***** Source text
TR 28.830
Study on Fault Supervision evolution

3GPP‑Page CONTENT_↓

V18.1.0 (Wzip) 2024/06 12 p.

Rapporteur:: Mr. WANG, CHEN
China Mobile Research Inst.

Content for TR 28.830 Word version: 18.1.0

5.1 Issue 1: Missing definitions 5.2 Issue 2: Potential enhancements for fault related analysis

1 Scope p. 6

The present document investigates potential use cases, requirements and solutions for the fault supervision evolution, its relation with performance management and fault supervision, relation and interaction with MDAS and COSLA, and potential enhancements for MDA assisted fault management. The present document provides conclusions and recommendations on the normative work.

2 References p. 6

The following documents contain provisions which, through reference in this text, constitute provisions of the present document.

References are either specific (identified by date of publication, edition number, version number, etc.) or non-specific.
For a specific reference, subsequent revisions do not apply.
For a non-specific reference, the latest version applies. In the case of a reference to a 3GPP document (including a GSM document), a non-specific reference implicitly refers to the latest version of that document in the same Release as the present document.

[1]

TR 21.905: "Vocabulary for 3GPP Specifications".
**********
* _Given instruction 1_: From the TR 28.830 text, output the passage between "V18.1.0 (Wzip) 2024/06" and "the normative work.", inclusive.
* _Given instruction 2_: According to the TR 28.830 text, which version applies for a non-specific reference?
***** Stored data
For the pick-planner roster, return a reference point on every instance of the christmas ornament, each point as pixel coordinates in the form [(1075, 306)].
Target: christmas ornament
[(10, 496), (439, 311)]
**********
* _Complete response 1_:
V18.1.0 (Wzip) 2024/06 12 p.

Rapporteur:: Mr. WANG, CHEN
China Mobile Research Inst.

Content for TR 28.830 Word version: 18.1.0

5.1 Issue 1: Missing definitions 5.2 Issue 2: Potential enhancements for fault related analysis

1 Scope p. 6

The present document investigates potential use cases, requirements and solutions for the fault supervision evolution, its relation with performance management and fault supervision, relation and interaction with MDAS and COSLA, and potential enhancements for MDA assisted fault management. The present document provides conclusions and recommendations on the normative work.

* _Complete response 2_: The latest version applies.